→ WRITTEN TASK
Pull out every line in the data below that includes the word "balcony" and copy each of those lines.

→ MATERIAL FOR THIS EXERCISE
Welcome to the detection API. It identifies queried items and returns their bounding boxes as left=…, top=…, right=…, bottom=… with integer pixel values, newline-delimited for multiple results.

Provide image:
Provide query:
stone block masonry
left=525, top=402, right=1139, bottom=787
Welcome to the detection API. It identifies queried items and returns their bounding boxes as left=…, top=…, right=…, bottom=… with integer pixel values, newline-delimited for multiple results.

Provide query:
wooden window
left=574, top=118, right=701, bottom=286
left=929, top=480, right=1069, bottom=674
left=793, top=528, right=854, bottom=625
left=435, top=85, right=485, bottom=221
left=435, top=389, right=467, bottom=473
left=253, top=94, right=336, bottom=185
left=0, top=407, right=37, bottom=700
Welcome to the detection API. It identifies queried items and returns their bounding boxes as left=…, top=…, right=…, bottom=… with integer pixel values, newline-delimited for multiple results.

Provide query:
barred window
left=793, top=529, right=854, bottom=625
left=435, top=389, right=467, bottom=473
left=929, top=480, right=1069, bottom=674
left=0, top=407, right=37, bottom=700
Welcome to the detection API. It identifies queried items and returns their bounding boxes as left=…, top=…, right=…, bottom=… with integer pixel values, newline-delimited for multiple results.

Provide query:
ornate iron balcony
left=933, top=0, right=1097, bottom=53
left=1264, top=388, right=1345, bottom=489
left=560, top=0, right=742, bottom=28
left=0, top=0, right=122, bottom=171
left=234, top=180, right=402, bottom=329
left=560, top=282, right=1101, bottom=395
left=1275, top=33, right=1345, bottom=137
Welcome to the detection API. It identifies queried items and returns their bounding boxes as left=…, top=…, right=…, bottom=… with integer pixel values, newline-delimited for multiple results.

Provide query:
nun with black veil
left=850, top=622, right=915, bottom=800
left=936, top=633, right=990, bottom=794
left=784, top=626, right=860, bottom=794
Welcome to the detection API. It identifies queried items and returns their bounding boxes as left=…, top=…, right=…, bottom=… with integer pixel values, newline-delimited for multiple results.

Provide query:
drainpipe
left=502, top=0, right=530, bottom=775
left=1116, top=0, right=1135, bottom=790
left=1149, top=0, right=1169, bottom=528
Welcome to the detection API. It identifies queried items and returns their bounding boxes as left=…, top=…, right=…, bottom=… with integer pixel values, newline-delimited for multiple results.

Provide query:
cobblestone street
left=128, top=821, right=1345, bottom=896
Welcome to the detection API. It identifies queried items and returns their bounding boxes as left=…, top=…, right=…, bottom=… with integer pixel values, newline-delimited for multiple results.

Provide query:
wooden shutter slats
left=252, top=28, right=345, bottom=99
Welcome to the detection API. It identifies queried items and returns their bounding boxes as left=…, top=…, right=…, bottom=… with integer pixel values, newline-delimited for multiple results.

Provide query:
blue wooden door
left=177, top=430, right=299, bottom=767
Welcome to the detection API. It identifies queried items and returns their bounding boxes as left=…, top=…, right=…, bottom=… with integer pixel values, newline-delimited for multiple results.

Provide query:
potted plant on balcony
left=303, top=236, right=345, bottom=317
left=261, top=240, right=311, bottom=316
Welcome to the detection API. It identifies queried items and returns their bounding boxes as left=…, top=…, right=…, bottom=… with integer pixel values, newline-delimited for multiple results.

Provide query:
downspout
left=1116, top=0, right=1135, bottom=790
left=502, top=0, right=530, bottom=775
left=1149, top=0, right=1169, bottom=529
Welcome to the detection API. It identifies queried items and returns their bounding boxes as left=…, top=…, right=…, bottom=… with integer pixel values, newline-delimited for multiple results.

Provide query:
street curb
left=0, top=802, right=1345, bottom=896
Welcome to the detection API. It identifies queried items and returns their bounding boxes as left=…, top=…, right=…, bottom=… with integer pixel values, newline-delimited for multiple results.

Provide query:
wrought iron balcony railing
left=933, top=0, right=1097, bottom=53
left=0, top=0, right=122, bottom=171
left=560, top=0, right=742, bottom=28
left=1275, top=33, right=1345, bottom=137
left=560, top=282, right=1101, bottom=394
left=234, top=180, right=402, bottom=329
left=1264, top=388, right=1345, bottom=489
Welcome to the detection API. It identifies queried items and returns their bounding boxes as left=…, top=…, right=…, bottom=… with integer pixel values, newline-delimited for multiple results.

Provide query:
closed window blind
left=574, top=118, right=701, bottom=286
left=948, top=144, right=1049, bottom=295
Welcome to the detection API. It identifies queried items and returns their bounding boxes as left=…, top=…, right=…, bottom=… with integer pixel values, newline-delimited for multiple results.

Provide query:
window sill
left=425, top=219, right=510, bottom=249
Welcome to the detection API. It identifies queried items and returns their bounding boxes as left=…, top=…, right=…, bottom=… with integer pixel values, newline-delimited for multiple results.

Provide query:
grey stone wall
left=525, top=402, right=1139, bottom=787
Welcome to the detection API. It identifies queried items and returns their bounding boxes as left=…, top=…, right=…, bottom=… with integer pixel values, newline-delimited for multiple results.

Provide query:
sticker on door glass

→ OUTPUT OF THE EXERCISE
ornate iron balcony
potted plant on balcony
wrought iron balcony railing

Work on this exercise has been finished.